- **Natural language region descriptions**:

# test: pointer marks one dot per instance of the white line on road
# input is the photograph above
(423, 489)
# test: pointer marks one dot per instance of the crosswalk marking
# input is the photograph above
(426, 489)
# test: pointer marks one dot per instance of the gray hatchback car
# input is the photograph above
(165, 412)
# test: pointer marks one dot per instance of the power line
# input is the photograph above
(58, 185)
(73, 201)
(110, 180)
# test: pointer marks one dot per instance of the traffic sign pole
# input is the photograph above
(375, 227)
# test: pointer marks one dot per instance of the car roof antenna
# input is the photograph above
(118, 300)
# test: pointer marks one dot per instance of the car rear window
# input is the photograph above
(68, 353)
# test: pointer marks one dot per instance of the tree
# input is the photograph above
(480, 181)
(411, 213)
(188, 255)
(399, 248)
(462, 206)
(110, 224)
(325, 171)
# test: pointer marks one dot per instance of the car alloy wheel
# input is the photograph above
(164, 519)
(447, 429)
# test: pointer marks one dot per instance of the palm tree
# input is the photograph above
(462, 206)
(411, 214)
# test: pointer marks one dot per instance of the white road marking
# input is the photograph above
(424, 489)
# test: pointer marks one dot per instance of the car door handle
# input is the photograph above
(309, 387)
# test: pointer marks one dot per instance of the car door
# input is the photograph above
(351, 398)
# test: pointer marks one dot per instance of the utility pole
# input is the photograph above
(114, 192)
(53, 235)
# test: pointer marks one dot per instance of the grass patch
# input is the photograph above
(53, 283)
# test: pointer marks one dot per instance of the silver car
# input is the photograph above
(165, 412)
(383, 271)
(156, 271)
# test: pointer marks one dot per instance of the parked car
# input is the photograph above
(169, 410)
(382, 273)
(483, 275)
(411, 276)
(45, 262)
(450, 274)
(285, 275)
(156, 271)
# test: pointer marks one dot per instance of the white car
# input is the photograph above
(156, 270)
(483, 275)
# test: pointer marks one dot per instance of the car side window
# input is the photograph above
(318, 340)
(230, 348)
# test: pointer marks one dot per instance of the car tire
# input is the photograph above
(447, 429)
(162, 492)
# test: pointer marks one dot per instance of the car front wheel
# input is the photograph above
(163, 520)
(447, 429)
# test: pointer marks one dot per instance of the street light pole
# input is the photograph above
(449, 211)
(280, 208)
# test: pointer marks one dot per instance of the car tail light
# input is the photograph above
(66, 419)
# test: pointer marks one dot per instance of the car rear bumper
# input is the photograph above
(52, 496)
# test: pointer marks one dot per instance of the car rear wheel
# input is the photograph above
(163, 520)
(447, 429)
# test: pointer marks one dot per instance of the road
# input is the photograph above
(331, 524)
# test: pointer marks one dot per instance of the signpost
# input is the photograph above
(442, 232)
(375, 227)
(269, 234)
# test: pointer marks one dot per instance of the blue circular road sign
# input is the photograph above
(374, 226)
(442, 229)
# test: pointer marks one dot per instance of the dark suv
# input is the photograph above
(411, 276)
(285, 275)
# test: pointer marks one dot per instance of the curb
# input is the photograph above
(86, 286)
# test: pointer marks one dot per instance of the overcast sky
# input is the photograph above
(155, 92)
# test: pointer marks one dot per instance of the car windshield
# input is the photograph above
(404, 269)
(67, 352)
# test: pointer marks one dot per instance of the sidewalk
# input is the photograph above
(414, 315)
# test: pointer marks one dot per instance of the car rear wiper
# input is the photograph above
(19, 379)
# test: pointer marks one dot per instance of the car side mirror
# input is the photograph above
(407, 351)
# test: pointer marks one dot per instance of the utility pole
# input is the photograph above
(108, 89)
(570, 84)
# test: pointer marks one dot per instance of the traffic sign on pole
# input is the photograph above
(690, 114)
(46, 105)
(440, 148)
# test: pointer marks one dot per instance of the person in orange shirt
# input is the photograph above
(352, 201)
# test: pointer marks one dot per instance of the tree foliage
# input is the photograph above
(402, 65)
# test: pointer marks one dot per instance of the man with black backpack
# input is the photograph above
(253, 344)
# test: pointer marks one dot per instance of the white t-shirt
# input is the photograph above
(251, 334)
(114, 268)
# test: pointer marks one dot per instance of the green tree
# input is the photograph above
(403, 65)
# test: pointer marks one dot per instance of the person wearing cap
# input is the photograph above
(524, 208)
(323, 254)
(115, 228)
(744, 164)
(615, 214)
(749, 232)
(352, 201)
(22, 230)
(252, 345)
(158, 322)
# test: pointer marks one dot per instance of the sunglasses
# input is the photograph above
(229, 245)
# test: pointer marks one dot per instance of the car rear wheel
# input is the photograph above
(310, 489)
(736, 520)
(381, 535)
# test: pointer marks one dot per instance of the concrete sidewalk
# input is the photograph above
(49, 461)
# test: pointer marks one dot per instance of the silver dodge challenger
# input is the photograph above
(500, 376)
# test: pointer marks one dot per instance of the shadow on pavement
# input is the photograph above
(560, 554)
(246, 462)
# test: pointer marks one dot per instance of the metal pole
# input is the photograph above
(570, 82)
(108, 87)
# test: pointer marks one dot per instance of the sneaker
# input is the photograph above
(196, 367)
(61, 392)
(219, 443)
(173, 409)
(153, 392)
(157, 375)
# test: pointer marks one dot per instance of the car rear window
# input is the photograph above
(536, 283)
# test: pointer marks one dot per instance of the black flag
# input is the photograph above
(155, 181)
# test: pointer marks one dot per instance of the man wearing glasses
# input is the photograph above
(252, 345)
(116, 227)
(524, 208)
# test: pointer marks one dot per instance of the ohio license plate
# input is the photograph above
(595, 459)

- **Assignment**: Every line in the data that holds the string "black" should be returned.

- **Reply to the exercise**:
# test: pointer marks one dot per instance of the man with black backpack
# test: pointer marks one dot per instance of the black flag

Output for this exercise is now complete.